>>
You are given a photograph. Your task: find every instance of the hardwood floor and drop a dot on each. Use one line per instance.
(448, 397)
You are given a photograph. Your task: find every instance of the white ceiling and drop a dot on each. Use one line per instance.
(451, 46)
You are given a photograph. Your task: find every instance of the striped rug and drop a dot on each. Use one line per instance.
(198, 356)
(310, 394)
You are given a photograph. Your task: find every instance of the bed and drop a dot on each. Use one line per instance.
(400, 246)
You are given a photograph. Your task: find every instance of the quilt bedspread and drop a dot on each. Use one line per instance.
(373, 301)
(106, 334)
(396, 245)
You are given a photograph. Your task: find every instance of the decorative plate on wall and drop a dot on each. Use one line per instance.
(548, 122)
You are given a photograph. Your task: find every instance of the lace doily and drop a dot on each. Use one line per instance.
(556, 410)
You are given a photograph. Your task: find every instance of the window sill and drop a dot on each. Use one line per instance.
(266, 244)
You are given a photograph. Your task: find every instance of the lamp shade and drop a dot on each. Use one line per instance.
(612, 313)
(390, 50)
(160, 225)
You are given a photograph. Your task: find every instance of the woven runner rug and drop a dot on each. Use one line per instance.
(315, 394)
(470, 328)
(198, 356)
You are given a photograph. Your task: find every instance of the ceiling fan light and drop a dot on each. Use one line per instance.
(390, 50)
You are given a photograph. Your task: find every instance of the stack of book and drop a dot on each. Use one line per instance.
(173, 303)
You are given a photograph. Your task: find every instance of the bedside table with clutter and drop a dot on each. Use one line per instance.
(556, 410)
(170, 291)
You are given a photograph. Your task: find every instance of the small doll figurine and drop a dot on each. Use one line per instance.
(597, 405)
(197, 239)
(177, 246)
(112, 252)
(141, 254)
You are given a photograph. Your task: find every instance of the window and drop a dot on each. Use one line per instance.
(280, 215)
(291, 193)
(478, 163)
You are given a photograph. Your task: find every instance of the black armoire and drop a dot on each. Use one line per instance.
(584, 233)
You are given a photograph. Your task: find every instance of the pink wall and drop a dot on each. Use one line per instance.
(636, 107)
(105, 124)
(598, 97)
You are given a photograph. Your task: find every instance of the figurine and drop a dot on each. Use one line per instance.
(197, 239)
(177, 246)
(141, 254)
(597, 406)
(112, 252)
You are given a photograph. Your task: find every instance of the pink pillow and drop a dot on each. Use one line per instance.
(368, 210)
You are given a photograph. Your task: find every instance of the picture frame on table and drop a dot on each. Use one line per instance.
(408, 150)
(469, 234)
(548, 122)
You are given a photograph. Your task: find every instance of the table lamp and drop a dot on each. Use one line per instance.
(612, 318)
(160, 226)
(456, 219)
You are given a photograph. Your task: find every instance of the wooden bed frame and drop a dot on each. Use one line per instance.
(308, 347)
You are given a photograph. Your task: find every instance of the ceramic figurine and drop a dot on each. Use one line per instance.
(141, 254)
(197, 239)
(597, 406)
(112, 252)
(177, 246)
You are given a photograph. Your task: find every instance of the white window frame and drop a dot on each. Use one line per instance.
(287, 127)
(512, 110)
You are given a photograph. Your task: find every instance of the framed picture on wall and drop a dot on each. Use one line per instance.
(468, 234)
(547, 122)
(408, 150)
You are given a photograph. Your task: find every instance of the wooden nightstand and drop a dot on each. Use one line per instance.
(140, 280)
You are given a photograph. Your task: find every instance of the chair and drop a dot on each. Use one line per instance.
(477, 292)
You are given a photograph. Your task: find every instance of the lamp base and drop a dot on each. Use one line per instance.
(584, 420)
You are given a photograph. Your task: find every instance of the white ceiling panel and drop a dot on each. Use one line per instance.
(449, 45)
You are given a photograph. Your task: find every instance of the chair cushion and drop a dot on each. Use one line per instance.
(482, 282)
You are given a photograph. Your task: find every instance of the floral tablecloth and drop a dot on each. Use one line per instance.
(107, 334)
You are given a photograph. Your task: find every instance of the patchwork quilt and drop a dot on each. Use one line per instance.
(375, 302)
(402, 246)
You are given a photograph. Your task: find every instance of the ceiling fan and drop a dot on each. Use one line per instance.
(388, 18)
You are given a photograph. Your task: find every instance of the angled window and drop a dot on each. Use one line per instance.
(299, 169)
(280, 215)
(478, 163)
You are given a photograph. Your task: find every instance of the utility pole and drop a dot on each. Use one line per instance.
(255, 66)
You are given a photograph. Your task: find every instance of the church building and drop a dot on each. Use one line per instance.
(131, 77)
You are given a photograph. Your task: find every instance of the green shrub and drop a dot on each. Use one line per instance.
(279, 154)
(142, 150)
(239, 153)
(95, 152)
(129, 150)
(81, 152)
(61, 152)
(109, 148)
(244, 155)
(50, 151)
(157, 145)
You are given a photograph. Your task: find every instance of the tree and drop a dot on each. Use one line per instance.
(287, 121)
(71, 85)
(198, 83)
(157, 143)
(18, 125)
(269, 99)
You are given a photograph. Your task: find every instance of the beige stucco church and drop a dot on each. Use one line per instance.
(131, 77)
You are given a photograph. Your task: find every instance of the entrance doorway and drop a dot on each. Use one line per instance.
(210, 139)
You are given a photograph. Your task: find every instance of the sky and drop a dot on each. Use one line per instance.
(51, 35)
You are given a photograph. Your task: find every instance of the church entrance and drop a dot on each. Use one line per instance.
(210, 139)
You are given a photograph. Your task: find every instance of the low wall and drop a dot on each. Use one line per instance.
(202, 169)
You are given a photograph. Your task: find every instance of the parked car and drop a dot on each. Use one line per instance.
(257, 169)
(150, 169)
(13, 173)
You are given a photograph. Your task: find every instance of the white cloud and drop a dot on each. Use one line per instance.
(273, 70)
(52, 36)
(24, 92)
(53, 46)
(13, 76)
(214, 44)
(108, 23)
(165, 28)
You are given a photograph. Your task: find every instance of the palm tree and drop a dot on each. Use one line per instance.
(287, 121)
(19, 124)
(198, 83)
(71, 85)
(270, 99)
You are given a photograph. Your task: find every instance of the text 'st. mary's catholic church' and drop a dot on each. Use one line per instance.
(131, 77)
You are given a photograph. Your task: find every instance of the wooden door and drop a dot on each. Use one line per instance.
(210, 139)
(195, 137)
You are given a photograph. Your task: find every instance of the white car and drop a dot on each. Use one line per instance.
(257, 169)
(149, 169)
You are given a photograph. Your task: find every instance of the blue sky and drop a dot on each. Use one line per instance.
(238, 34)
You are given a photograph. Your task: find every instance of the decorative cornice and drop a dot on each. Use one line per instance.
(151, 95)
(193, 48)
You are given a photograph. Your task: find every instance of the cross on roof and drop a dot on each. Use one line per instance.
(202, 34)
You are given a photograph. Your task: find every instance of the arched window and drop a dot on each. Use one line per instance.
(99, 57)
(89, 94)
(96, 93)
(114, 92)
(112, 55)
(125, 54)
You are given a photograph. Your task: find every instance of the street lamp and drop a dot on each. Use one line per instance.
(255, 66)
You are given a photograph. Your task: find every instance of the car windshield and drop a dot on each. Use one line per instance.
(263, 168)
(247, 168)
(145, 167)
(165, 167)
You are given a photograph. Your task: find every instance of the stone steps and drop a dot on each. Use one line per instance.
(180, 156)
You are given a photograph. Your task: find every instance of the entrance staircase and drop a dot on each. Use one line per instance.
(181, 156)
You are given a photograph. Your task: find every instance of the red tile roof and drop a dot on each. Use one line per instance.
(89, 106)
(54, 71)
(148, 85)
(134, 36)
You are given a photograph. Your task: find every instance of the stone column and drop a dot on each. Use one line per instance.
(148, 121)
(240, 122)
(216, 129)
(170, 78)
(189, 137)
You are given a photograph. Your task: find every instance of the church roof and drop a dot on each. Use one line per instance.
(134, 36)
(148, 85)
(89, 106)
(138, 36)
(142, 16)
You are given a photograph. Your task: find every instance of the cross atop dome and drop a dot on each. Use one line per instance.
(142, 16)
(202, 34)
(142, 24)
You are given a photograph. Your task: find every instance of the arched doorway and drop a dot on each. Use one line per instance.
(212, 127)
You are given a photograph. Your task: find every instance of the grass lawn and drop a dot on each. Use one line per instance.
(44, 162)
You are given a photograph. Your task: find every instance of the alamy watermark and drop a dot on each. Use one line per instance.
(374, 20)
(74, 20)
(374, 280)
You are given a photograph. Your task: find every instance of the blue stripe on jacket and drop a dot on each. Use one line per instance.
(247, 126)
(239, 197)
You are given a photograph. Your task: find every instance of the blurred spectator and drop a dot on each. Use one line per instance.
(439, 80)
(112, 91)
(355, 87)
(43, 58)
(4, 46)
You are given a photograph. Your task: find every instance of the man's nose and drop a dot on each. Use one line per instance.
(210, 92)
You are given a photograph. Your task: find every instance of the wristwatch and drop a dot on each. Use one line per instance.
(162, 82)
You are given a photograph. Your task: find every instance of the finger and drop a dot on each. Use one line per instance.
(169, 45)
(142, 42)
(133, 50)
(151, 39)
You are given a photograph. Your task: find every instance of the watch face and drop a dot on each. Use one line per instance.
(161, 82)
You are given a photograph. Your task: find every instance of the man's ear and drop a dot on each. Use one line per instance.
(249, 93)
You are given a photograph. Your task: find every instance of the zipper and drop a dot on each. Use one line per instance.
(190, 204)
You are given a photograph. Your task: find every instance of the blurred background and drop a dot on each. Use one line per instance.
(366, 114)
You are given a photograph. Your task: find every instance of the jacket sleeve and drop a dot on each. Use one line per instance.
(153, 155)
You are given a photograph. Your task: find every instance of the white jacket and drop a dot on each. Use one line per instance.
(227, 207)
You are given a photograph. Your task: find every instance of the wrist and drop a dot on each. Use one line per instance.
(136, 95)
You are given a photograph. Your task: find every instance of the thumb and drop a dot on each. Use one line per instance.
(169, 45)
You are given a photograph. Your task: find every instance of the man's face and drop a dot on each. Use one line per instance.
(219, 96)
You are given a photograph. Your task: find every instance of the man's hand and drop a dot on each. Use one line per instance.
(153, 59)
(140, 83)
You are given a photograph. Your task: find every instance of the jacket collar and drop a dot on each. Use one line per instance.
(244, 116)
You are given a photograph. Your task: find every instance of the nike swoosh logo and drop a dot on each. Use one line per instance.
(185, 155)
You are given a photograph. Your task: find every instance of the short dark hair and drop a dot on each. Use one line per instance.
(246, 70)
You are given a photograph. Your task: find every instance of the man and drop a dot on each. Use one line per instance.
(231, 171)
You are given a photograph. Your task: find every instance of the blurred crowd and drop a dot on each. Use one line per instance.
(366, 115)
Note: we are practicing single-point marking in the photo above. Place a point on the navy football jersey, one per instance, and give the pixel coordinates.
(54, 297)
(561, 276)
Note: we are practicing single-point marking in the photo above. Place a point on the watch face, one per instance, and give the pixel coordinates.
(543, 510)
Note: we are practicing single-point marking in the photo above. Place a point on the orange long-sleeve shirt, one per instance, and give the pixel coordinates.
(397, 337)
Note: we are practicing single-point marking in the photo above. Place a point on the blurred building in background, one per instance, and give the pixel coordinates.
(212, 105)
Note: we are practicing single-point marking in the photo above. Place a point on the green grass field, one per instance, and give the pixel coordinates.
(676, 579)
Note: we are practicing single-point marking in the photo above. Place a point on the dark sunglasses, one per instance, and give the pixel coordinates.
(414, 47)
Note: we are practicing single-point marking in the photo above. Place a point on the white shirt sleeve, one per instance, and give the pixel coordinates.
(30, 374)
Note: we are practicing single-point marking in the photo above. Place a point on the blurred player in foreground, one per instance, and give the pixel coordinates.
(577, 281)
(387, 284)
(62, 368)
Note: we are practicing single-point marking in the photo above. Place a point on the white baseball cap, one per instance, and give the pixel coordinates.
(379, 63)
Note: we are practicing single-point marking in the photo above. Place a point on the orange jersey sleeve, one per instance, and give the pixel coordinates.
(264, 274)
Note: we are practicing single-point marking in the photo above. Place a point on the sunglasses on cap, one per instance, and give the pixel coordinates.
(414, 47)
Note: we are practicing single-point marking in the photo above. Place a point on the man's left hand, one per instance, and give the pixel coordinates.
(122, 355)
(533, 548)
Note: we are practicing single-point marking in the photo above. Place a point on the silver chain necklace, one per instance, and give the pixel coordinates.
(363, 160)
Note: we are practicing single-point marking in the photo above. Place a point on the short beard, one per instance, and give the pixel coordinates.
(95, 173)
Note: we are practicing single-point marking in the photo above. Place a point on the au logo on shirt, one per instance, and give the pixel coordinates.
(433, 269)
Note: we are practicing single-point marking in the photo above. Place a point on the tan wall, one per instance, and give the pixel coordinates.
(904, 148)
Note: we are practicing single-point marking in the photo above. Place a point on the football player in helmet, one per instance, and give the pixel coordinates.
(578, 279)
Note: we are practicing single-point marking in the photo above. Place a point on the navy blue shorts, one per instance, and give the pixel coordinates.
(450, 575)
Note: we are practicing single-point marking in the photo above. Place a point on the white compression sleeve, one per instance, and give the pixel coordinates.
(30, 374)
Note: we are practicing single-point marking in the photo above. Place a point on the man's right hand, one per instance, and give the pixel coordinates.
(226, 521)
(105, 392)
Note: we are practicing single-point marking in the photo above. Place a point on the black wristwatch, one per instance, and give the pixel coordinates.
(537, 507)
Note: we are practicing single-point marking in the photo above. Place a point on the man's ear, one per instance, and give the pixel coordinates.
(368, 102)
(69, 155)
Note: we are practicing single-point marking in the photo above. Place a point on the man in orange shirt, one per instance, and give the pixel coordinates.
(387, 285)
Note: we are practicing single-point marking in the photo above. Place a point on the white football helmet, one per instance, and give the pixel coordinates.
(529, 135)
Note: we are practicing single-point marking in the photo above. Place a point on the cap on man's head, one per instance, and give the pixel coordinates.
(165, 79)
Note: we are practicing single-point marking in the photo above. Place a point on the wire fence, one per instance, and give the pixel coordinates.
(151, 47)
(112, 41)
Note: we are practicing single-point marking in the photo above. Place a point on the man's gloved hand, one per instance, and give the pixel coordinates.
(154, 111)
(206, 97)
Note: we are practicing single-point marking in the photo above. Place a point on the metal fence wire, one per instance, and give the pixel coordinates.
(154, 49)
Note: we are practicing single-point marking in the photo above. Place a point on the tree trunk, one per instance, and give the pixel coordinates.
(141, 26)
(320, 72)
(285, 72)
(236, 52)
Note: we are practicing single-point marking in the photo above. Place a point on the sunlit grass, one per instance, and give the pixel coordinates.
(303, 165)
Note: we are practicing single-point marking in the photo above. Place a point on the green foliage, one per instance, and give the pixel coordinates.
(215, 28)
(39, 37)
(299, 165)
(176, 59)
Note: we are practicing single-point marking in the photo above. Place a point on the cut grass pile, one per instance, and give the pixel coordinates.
<<
* Instructions to follow: Rewrite the stretch of lines from the one containing "the man's gloved" through the end of the lines, replacing "pixel coordinates" with "image coordinates" and leaving everything else unchanged.

* Result:
Note: we are practicing single-point marking in the photo above. Place a point on the man's gloved hand, one per instance, and give the image coordinates.
(154, 111)
(206, 97)
Note: we are practicing single-point marking in the photo above. Place a point on the metal fence wire, one per instance, and give the image coordinates.
(154, 49)
Note: we are practicing single-point marking in the photo above. Place a point on the tree trunk, one per instance, and give the image coordinates.
(141, 26)
(320, 72)
(285, 72)
(236, 52)
Note: we are practicing single-point marking in the photo above. Place a point on the sunlit grass, one per instance, and give the image coordinates.
(303, 165)
Note: we are practicing single-point marking in the photo above. Place a point on the green foliage, one per instance, and give the image coordinates.
(215, 28)
(39, 37)
(299, 165)
(176, 59)
Note: we are practicing single-point marking in the photo above. Place a point on the cut grass pile, one per instance, and give the image coordinates.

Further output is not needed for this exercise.